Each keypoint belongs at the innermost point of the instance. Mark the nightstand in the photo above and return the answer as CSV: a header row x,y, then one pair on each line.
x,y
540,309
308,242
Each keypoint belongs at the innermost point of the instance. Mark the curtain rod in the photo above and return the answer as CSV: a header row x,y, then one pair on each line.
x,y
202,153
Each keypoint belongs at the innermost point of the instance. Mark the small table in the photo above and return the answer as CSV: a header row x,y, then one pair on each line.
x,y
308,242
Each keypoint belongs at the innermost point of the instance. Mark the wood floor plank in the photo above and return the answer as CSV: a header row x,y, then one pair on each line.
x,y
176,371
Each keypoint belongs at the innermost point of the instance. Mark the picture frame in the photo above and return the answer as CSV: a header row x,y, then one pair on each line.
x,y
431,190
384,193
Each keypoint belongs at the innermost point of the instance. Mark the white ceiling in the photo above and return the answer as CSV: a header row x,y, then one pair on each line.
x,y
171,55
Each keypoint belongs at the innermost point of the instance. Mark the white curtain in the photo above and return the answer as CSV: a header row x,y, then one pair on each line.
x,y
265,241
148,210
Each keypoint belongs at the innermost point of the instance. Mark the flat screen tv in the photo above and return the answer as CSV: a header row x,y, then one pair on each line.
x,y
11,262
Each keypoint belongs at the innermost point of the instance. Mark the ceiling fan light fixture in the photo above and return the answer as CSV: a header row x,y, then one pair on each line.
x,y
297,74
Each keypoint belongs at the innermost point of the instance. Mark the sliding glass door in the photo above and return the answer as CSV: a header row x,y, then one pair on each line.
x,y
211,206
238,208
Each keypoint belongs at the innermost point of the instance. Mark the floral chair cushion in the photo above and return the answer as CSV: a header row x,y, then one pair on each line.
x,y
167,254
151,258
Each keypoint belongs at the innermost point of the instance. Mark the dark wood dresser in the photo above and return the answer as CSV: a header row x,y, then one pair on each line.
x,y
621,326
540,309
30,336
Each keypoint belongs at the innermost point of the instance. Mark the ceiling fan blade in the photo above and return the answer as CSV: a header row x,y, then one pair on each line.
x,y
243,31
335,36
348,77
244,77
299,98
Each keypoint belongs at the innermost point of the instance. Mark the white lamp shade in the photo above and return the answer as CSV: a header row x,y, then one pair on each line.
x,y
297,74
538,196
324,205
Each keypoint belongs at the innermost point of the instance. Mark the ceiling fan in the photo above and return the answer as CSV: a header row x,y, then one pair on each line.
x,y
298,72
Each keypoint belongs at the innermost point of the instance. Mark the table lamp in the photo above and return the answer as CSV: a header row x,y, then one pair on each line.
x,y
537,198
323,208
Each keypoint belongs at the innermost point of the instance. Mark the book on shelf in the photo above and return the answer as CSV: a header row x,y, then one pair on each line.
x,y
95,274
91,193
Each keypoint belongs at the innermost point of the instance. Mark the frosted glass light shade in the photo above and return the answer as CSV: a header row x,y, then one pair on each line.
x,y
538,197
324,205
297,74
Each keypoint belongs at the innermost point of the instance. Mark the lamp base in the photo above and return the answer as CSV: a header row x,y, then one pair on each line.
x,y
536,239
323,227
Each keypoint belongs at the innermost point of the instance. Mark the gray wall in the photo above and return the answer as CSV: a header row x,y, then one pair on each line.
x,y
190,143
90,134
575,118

---+---

### [TASK DETAILS]
Copy all of the rows above word for word, without changing anything.

### [OUTPUT]
Each keypoint belongs at the innermost point of the instance. Mark the nightstand in the photo above and return the answer as CSV: a header row x,y, then one pair on each line.
x,y
540,309
308,242
Each keypoint belongs at the innermost point of the instance. Mark the curtain rod in the photo above and return the answer as CSV: a header row x,y, then one pair on each line.
x,y
202,153
Each keypoint belongs at the innermost point of the instance. Mark the small table in the photo above and return the answer as CSV: a header row x,y, then one pair on each line.
x,y
308,242
Each keypoint belongs at the innermost point of the instance. Mark the wood floor plank in the photo above and return the answer as CSV: a header row x,y, then one pair on each line.
x,y
176,371
Each keypoint belongs at the innermost point of the instance. Mark the picture frame in the photo above and return the answer as CSV: a header row x,y, then one pair on each line.
x,y
431,190
384,193
Each keypoint belongs at the innermost point of the instance. Mark the white ceiling in the photo above and return the answer as CSV: a header row x,y, then one pair on each line.
x,y
171,55
Each keypoint belongs at the innermost point of the instance. Mark the white curtain in the photo above and return the answer as CSV: a header row x,y, then one pair on each line.
x,y
265,241
148,210
Each keypoint belongs at the innermost point of the instance. Mark the flat screen tv in the photo above and return the answer as CSV: a header row x,y, then one pair on each line.
x,y
11,262
Each keypoint belongs at the innermost point of the instance. Mark the ceiling fan light fixture in the photo above and return the answer as CSV: a header row x,y, then one pair on each line.
x,y
297,74
Each keypoint belongs at the innermost point of the instance. Mark the sliding glass door in the photo above and return the answer as CSV: a header row x,y, then one pair on each line.
x,y
211,206
238,208
Each keypoint belongs at the innermost point of the instance. Mark the floral chair cushion in the photo above and return the answer as CSV: a header row x,y, then one pair on each line.
x,y
167,254
151,258
Each keypoint belongs at the innermost point of the instance. Mark the dark wood dresser in the photo above and return the answer as CSV: a header row x,y, then one pair on each line.
x,y
621,326
540,309
30,336
Each keypoint belongs at the innermost point of the instance. Mark the ceiling fan blade in the photo above and return the answer as CSV: a header row x,y, then one pair on each line.
x,y
243,31
335,36
348,77
244,77
299,98
Each keypoint belongs at the innermost point of the instance. Mark the white lamp shade in the photo above and return the answer as CSV: a header row x,y, then one pair on each line.
x,y
297,74
538,196
324,205
Each keypoint belongs at the innermost point of the instance. Mark the ceiling fan in the photo above and return the answer as CSV: a header row x,y, then one pair on each line.
x,y
298,72
Each keypoint belongs at the innermost point of the instance. Mark the table lamp in the photo above and return the answer as CSV: a header row x,y, then one pair on each line.
x,y
537,198
323,208
Each keypoint belongs at the innermost point of the instance. Mark the book on shelf in the photo above and return the answer as CSV: a header row x,y, then one pair on each line.
x,y
95,274
91,193
Each keypoint belongs at the innermost point of the instance. Mark the frosted glass light shade in the photo above and return the answer as CSV: a header row x,y, then one pair on each line.
x,y
538,197
324,205
297,74
Each keypoint belongs at the innermost point of the instance. Mark the lamp base in the photo above and return the answer as CSV: a header row x,y, then one pair on each line.
x,y
536,239
323,227
Each keypoint belongs at the innermost point of the instance. Mark the gray wall in the photo above and return the answer as CSV: a header row x,y, then one pair on each line.
x,y
190,143
90,134
575,118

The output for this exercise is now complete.